## What this task involves
Render the items from the line containing "segment: <item>glass window panel</item>" through the line containing "[[346,155],[374,155],[353,135],[326,134],[325,136]]", both included, as a numbered list, leaving out any blank lines.
►
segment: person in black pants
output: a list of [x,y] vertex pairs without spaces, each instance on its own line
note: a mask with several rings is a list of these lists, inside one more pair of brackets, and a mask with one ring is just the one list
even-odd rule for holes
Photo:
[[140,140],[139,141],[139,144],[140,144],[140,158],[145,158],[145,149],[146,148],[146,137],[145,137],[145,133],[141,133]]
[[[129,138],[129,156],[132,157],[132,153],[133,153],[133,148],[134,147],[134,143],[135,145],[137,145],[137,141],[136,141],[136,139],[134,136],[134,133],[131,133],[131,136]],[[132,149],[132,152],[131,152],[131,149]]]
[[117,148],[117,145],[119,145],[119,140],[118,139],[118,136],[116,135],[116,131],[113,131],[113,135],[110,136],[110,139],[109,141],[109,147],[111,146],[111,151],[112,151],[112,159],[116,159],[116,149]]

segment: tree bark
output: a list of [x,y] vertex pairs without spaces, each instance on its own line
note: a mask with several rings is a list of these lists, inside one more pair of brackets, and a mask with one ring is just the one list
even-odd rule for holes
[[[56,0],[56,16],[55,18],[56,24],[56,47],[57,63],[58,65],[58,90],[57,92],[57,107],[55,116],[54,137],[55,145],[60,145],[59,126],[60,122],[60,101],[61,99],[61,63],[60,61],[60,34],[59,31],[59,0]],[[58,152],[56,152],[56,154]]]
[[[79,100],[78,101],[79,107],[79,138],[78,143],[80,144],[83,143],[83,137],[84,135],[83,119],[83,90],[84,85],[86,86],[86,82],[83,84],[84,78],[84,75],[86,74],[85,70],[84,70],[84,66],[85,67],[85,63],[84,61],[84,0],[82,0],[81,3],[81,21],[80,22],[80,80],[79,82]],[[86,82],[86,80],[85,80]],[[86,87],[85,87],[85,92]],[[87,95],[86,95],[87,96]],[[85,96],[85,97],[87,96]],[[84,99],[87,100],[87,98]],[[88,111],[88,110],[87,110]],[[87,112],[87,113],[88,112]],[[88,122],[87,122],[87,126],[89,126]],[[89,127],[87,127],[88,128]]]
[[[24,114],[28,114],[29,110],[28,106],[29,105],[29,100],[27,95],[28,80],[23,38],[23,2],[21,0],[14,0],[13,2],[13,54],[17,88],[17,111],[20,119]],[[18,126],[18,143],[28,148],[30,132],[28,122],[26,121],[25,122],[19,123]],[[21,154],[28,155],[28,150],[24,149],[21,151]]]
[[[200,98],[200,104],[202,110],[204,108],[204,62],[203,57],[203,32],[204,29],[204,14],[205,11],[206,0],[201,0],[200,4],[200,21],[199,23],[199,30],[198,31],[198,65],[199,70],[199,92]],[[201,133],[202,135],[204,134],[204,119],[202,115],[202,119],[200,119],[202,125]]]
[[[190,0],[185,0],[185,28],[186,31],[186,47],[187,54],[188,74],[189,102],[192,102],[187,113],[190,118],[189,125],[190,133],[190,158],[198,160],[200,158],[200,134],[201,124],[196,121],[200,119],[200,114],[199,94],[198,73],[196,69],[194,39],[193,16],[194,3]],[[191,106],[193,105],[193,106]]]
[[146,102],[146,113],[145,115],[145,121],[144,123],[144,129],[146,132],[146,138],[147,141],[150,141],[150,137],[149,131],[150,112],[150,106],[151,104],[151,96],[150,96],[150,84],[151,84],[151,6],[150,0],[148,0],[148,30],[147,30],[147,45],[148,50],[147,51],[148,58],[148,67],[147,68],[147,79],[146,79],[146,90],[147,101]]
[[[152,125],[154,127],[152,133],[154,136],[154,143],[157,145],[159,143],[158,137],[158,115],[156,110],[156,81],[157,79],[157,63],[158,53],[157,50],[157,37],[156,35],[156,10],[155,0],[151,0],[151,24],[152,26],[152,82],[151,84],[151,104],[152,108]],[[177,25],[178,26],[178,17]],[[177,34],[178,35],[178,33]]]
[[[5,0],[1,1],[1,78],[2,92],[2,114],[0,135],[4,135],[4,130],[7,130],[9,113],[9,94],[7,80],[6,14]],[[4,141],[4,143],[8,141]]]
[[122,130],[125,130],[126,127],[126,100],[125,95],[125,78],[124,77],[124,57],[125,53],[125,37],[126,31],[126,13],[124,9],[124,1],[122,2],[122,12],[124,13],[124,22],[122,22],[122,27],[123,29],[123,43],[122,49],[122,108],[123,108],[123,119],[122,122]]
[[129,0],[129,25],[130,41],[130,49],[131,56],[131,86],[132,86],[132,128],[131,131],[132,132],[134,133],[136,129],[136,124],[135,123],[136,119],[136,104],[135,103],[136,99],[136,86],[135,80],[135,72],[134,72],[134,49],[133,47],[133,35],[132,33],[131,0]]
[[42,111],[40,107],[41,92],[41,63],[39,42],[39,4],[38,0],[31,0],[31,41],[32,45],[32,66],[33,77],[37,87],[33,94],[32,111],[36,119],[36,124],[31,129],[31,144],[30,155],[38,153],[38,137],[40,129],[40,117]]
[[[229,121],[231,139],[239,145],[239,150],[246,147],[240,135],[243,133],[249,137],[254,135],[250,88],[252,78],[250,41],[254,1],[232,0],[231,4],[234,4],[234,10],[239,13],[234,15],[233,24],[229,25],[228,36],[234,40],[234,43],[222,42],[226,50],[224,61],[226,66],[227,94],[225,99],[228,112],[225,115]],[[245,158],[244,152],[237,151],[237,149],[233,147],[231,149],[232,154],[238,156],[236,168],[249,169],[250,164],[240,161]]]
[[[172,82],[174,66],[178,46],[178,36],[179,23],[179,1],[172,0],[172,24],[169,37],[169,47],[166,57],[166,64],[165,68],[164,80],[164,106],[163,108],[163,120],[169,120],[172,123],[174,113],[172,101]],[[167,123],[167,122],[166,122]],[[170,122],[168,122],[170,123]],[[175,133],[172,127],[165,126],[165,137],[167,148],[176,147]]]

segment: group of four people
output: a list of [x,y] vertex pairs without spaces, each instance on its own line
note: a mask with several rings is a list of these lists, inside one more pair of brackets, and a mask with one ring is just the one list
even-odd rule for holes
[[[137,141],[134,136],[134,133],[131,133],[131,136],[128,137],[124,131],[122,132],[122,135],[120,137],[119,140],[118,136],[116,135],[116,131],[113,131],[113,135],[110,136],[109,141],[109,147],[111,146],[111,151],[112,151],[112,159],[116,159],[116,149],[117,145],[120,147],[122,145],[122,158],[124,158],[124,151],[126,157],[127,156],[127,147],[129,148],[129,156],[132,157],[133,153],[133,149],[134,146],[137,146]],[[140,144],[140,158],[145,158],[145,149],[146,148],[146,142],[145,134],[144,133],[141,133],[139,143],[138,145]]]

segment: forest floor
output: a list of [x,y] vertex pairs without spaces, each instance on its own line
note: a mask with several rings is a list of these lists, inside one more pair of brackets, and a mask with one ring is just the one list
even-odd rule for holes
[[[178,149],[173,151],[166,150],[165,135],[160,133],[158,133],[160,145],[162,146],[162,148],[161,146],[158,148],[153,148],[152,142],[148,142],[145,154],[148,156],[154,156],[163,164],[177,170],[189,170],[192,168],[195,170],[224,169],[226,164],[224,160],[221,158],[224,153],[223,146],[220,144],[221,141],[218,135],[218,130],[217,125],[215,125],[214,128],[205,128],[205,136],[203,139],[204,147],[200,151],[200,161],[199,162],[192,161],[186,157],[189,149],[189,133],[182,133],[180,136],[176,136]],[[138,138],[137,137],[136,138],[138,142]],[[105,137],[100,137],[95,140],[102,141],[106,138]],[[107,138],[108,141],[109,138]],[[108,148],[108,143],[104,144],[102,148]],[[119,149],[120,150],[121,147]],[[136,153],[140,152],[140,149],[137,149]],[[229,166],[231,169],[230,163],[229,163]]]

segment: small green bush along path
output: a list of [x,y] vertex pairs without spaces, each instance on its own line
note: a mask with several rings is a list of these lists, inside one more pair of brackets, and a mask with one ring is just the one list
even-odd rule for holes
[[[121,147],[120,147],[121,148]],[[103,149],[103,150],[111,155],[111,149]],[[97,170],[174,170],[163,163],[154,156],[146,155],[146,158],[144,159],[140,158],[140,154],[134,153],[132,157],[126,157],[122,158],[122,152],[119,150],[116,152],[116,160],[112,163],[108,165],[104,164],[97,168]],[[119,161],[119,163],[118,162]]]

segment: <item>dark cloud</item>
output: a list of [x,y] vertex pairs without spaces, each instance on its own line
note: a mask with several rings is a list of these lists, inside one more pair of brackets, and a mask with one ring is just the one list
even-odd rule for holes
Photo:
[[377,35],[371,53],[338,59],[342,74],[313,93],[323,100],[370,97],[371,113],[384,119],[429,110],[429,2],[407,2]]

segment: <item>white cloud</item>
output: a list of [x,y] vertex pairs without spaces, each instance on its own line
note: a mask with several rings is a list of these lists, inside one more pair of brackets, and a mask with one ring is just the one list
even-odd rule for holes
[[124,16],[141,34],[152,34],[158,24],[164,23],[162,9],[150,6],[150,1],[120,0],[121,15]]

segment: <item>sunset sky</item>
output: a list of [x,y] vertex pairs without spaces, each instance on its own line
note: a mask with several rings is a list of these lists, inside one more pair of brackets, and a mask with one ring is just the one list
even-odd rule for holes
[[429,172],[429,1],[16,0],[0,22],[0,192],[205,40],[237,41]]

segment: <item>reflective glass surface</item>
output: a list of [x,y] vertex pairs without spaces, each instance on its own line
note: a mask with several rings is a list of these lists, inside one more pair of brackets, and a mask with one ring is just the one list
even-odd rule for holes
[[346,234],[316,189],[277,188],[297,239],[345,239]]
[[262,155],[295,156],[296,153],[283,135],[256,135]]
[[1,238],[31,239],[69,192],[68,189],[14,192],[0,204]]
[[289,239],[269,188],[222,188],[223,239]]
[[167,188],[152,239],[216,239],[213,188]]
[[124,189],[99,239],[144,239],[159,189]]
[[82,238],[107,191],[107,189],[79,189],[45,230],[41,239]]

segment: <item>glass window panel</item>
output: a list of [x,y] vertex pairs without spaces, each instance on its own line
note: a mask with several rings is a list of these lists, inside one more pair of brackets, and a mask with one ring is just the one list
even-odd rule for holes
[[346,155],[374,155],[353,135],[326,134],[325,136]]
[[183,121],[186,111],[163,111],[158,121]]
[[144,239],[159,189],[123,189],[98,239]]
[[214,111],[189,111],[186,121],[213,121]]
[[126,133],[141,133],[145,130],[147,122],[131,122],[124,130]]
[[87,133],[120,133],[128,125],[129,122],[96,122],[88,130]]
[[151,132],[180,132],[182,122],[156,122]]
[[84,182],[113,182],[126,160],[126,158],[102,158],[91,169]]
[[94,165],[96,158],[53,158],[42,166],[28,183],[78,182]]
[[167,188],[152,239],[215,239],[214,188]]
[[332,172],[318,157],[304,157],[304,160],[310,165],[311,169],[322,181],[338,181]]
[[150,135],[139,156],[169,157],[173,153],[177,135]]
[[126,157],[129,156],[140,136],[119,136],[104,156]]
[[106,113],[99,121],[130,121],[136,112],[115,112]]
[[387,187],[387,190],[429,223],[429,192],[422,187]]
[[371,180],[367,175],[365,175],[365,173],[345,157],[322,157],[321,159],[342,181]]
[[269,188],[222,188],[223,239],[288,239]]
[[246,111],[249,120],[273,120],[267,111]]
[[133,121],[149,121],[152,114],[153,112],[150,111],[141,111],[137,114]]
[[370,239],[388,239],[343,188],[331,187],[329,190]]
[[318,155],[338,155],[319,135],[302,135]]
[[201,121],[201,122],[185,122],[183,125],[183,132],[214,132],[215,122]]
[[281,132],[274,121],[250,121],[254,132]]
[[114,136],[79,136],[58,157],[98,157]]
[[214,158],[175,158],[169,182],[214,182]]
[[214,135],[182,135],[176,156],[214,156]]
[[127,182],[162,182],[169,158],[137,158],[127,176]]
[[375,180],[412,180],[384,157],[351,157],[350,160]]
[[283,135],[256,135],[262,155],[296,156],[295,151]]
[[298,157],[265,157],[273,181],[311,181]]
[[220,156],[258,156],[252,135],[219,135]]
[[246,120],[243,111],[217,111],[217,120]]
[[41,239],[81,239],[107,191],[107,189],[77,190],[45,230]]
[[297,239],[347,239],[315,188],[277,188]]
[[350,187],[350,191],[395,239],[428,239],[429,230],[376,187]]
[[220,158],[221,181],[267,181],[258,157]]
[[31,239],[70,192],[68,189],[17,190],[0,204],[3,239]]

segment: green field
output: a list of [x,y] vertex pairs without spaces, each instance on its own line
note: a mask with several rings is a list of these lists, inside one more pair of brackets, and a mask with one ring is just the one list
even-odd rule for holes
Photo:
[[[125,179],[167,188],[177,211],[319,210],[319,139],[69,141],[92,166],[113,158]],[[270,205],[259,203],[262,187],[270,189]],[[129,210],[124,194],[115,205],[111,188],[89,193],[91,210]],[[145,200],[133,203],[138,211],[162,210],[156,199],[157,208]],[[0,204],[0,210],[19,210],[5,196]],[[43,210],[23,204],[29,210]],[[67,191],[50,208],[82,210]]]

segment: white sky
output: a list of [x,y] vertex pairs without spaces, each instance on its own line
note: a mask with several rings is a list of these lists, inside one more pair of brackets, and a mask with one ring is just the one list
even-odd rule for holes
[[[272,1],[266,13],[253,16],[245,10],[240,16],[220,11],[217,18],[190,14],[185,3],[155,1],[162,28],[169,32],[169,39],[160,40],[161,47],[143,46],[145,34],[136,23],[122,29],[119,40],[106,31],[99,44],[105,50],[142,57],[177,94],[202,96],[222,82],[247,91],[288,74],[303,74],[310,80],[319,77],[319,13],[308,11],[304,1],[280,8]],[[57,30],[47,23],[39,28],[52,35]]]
◄
## Solution for this task
1. segment: <item>glass window panel</item>
2. output: a list of [x,y] vertex pairs without spaces, each instance on its own line
3. note: a mask with several rings is a list of these lists, inside one more pair of brackets, and a mask with one ring is just the one list
4. even-odd rule for holes
5. [[346,155],[374,155],[353,135],[326,134],[325,136]]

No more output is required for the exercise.